### Task requirements
From the entries below, copy every line that contains the word "each".

-- Start of Information provided --

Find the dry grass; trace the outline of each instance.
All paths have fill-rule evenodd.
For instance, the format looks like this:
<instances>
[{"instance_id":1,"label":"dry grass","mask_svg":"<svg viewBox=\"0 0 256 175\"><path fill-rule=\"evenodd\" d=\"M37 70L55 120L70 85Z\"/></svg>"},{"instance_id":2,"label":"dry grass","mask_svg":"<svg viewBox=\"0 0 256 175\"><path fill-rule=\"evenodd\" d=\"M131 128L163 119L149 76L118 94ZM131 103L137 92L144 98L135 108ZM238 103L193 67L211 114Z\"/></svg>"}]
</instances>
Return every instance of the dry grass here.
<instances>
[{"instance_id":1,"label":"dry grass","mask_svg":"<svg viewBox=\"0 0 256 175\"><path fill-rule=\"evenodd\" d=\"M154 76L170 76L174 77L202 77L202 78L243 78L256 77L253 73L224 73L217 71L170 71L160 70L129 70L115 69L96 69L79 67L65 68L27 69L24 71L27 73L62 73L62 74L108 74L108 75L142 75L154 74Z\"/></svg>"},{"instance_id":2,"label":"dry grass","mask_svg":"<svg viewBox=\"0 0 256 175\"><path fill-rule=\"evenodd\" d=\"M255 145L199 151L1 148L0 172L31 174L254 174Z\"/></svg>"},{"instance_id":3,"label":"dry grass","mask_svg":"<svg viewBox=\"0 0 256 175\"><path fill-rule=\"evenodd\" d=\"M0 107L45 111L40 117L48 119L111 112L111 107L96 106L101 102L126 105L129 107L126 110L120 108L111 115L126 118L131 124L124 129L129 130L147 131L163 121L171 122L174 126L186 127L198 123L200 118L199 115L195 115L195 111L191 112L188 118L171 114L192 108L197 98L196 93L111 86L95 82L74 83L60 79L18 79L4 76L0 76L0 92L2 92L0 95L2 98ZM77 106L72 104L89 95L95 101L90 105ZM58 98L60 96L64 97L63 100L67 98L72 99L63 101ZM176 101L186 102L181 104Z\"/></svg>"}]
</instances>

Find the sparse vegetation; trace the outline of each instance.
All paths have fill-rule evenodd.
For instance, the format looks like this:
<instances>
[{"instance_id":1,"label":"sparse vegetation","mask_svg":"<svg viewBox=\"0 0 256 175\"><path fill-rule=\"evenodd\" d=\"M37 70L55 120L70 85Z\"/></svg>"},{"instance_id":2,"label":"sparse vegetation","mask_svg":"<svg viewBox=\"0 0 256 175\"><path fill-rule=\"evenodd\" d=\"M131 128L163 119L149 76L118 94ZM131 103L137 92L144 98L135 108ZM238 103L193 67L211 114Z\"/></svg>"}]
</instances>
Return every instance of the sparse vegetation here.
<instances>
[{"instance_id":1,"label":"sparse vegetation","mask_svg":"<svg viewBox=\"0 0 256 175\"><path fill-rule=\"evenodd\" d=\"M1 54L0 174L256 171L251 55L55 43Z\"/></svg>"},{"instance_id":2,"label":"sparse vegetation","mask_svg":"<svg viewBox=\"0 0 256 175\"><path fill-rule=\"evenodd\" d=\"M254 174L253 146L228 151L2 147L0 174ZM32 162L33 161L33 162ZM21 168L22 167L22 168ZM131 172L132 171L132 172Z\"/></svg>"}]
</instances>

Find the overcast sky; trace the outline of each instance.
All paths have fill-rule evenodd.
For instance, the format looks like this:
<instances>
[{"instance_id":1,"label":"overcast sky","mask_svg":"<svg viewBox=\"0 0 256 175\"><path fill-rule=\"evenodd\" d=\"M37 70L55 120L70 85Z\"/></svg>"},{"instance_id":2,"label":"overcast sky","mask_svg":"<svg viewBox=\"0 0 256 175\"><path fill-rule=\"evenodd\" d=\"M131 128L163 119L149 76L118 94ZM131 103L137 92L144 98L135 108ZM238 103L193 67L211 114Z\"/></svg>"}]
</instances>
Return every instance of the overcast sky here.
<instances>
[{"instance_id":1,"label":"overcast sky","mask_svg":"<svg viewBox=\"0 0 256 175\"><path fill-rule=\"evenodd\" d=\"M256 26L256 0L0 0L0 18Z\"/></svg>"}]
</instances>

-- End of Information provided --

### Finished task
Find the dry grass; trace the outline of each instance.
Find the sparse vegetation; trace the outline of each instance.
Find the overcast sky; trace the outline of each instance.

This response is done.